REQUEST 1:
According to the news analysis, what position was Stefan de Mistura confirmed to be shifting to?
REQUEST 2:
Summarize the news analysis in two sentences.
REQUEST 3:
In the news analysis, swap "Administrator" for "Head" and give the passage again, starting with "UNITED NATIONS, June" and going on through "mission in Iraq.".

TEXT EXCERPT:
★ ★ ★ ★ ★ ★ ★

Byline: Matthew Russell Lee of Inner City Press at the UN: News Analysis

UNITED NATIONS, June 18 -- What does the UN do with a candidate twice passed over for the top job at one of its funds and programs? Send him to Iraq, apparently. On June 11 Inner City Press exclusively reported that Ad Melkert, who lost out to Kemal Dervis and then Helen Clark for the job as Administrator of the UN Development Program, was angling to finally head up a part of the UN: its mission in Iraq.

   On June 17 it was confirmed that the current occupant of the position, Stefan de Mistura, is shifting over to become deputy director of the World Food Program. At the UN noon briefing of June 18, Inner City Press asked spokesperson Michele Montas to confirm or deny that Melkert is the Secretary General's nominee to replace de Mistura. Ms. Montas declined to confirm, but said that an announcement would be made shortly.

   Inner City Press asked Iraq's Ambassador to the UN Hamid Al Bayati to comment on Ad Melkert. "It hasn't been decided," Ambassador Al Bayati said. "But it looks as if it is going to be." A well-placed Security Council source told Inner City Press that Melkert is the only candidate. So it looks like the fix is in.

★ ★ ★ ★ ★ ★ ★

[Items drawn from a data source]
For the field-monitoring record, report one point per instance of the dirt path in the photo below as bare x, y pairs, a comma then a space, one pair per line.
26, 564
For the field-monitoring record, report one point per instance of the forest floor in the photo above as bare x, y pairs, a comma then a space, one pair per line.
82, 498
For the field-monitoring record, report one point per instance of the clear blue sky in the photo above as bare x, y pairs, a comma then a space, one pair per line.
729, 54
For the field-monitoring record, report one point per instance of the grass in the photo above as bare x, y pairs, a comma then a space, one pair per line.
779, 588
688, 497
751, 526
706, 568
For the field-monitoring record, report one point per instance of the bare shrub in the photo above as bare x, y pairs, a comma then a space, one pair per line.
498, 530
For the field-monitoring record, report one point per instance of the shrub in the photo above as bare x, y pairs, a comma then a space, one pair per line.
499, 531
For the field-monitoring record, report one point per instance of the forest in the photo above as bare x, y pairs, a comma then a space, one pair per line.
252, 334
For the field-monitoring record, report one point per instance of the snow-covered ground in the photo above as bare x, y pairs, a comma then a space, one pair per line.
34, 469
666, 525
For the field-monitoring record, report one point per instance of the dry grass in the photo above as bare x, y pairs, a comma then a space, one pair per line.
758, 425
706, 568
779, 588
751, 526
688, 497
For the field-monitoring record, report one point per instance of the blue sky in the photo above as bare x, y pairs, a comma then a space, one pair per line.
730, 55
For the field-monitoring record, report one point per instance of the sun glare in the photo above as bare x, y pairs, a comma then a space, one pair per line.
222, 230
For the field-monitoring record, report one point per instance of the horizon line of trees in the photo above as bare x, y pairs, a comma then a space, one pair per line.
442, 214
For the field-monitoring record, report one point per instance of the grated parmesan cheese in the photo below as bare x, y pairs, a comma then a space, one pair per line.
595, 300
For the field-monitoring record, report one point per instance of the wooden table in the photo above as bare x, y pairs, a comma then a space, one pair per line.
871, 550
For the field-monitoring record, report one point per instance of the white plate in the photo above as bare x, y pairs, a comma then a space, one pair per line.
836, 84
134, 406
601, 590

★ ★ ★ ★ ★ ★ ★

RESULT 1:
Deputy director of the World Food Program.

RESULT 2:
Ad Melkert, who lost out twice for the job of Administrator of the UN Development Program, was reported to be angling to head the UN mission in Iraq, whose current head, Stefan de Mistura, is shifting over to become deputy director of the World Food Program. The UN spokesperson declined to confirm that Melkert is the nominee, Iraq's Ambassador said it had not been decided but looked as if it would be, and a Security Council source said Melkert is the only candidate.

RESULT 3:
UNITED NATIONS, June 18 -- What does the UN do with a candidate twice passed over for the top job at one of its funds and programs? Send him to Iraq, apparently. On June 11 Inner City Press exclusively reported that Ad Melkert, who lost out to Kemal Dervis and then Helen Clark for the job as Head of the UN Development Program, was angling to finally head up a part of the UN: its mission in Iraq.